-- Supplied text start --
Tuesday, May 29, 2012

My Demons


I have realized I haven't written anything in a very long time, so I thought I might start up again. I always think to myself how I need to talk about "things" with someone who could understand what I'm going through, but maybe if I just get it out there in the World Wide Web, the burden will lift off my shoulders a little more each day.

I guess I should start by saying what the problem is. That is very complicated though, because there are so many problems over the span of 19 years that I can't pin it down to one. Something that adds to it is my university major. I've been reading a lot about psychology lately, and it really makes me evaluate whom I am and why I am the way I am. The constant self-analyzing really emphasizes everything that has happened in life. I have ignored my history for so long that what has come to be called the closet dilemma has occurred.

So what is the closet dilemma?

Picture this:
Your unconscious is an empty closet, and stressors and events and complications occur that you try to suppress. That suppression does an O.K. job for a while, but eventually the closet becomes full of suppressed thoughts and emotions. Soon after, you are trying to force that closet door to close, but it becomes difficult with so many feelings prying at the hinges. One more bad experience that is suppressed could push over the thing forcing the closet door to be shut, and suddenly every life experience bursts out of the closet and creates an emotional mess that is impossible to handle.

I believe this is what has happened.
-- Supplied text end --
Work to do:
- a) Based on the "My Demons" post, say whether each statement agrees with it: (i) the writer had been posting regularly before this entry; (ii) reading about psychology leads the writer to evaluate who they are; (iii) in the closet dilemma, suppression fails from the start. Give yes or no for each, quoting the words that decide it.
- b) Pick up the "My Demons" post after its final sentence and keep writing in the same first-person voice.
-- Available data start --
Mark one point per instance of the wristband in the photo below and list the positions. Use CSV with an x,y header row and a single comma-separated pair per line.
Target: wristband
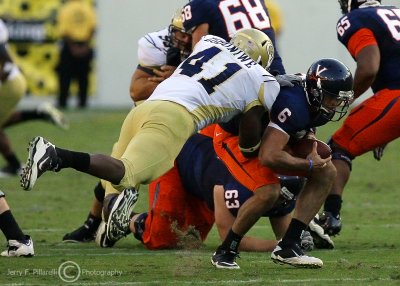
-- Available data end --
Answers in order:
- a)
(i) No: "I haven't written anything in a very long time"
(ii) Yes: "it really makes me evaluate whom I am and why I am the way I am"
(iii) No: "That suppression does an O.K. job for a while"

- b)
I suppose you are now wondering what could have been possibly suppressed for so long that such a disaster could occur. Everyone has his or her demons. Some have more than others. Some handle them better than others. Some can't handle them at all. My journey is now defined as one that will help me fight off my demons and create a better, newer, happier me.

I haven't really given any hint as to what those demons may be, but soon enough I will develop the courage to share what I have not been able to share before.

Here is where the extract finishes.